** Opening Records to process block **

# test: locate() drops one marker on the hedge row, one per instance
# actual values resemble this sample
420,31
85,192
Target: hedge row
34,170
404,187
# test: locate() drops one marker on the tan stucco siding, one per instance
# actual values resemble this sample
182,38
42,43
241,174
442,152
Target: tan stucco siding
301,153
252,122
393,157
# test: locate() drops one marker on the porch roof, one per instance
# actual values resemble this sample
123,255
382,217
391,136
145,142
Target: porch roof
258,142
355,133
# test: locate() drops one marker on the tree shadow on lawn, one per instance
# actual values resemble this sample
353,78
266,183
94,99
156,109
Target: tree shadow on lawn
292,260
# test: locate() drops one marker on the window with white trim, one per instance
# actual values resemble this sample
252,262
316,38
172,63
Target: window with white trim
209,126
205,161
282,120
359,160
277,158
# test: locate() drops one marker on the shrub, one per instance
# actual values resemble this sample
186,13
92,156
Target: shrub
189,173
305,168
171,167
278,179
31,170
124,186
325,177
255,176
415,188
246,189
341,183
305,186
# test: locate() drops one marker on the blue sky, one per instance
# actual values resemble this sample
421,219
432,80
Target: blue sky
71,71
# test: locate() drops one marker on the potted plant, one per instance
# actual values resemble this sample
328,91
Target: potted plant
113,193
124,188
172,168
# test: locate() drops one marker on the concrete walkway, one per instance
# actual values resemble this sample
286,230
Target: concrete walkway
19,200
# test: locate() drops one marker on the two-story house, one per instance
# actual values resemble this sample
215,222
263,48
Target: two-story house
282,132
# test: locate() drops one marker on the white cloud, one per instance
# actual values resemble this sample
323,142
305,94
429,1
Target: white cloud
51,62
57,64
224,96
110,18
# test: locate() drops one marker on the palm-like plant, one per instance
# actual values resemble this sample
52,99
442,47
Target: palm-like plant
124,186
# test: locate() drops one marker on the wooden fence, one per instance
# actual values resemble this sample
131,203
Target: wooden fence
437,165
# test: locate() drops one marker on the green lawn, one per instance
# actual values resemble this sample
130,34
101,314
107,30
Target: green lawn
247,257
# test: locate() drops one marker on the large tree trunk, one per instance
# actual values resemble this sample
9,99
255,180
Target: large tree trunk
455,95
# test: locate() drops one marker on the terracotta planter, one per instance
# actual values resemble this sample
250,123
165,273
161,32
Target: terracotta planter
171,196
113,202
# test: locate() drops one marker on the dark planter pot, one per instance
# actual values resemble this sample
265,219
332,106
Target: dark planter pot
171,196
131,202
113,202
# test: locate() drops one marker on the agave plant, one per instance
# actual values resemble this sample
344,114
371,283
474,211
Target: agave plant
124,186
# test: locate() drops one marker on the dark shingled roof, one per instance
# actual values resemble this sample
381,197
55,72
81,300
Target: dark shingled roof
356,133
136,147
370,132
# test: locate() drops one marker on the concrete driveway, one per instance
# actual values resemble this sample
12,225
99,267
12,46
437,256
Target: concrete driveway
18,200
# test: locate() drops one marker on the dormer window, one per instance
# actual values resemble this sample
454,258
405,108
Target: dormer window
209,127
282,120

** Closing Records to process block **

**Your instructions:** What's wanted is each line above, transcribed with nothing altered.

**Output for this exercise:**
# test: locate() drops one marker on the hedge row, one per instance
# actual values resemble this sample
420,31
85,192
Target: hedge row
34,170
404,187
# test: locate() drops one marker on the tan stucco siding, one per instance
# actual values resemble this sample
182,38
42,43
241,174
442,152
Target: tan stucco siding
301,153
252,122
393,157
# test: locate() drops one marker on the porch roof, one per instance
# actual values resemble this sample
123,255
382,217
391,136
145,142
Target: porch roof
258,142
355,133
# test: locate() drops one marker on the tree shadow on lawn, one per instance
# actual values resemble this sample
353,78
266,183
94,99
156,109
Target: tree shadow on lawn
292,260
# test: locate() drops one marker on the window with white trim, one per instance
# actual values resemble this sample
252,262
316,38
172,63
Target: window with white trim
209,126
205,161
282,120
359,160
277,158
# test: locate() drops one marker on the shrub, one per instance
# actual values resemble this sample
186,13
92,156
Target: shrub
189,173
305,168
171,167
278,179
31,170
124,186
325,177
255,176
415,188
246,189
341,183
305,186
# test: locate() drops one marker on the blue sky, one per instance
# actual values resemble this sample
421,219
432,80
Target: blue sky
71,71
# test: locate() drops one marker on the potted plant, one per instance
# actual values resemble this sample
328,91
Target: potted plant
113,193
124,188
172,168
# test: locate() drops one marker on the concrete walkway, one per instance
# actual values resemble this sample
286,230
Target: concrete walkway
19,200
# test: locate() drops one marker on the two-story house, one per instance
# actual values resemble this sample
215,222
263,48
Target: two-story house
282,132
# test: locate() drops one marker on the white cloud, one per instance
# actual values resemble this sample
323,142
305,94
429,1
Target: white cloud
51,62
57,64
224,96
110,18
# test: locate() drops one marker on the palm-like plant, one per instance
# actual values resemble this sample
52,99
442,47
Target: palm-like plant
124,186
# test: locate() drops one marker on the wooden fence, one per instance
# actual values resemble this sample
131,203
Target: wooden fence
437,165
# test: locate() drops one marker on the green lawn, one per instance
# actual values resemble this sample
130,34
101,314
107,30
Target: green lawn
247,257
# test: locate() drops one marker on the large tree trunk, one per instance
# actual values resemble this sample
9,99
255,180
Target: large tree trunk
455,95
# test: locate() drops one marker on the terracotta planter, one per instance
# actual values resemble this sample
250,123
165,273
161,32
Target: terracotta planter
171,196
113,202
# test: locate() drops one marker on the dark planter pot, one per instance
# actual values resemble this sample
265,219
332,106
Target: dark planter pot
171,196
131,202
113,202
# test: locate() drops one marker on the agave plant, one per instance
# actual values resemble this sample
344,114
371,283
474,211
Target: agave plant
124,186
# test: locate() drops one marker on the dark shingled roof, one per instance
# actual values resemble this sample
381,197
55,72
81,300
Target: dark shingled roof
356,133
136,147
370,132
# test: locate() drops one marker on the concrete driveway, one per instance
# actual values resemble this sample
12,225
99,267
12,46
437,256
Target: concrete driveway
18,200
# test: locate() drops one marker on the dormer window, one per instance
# actual values resemble this sample
454,258
405,108
Target: dormer window
209,127
282,120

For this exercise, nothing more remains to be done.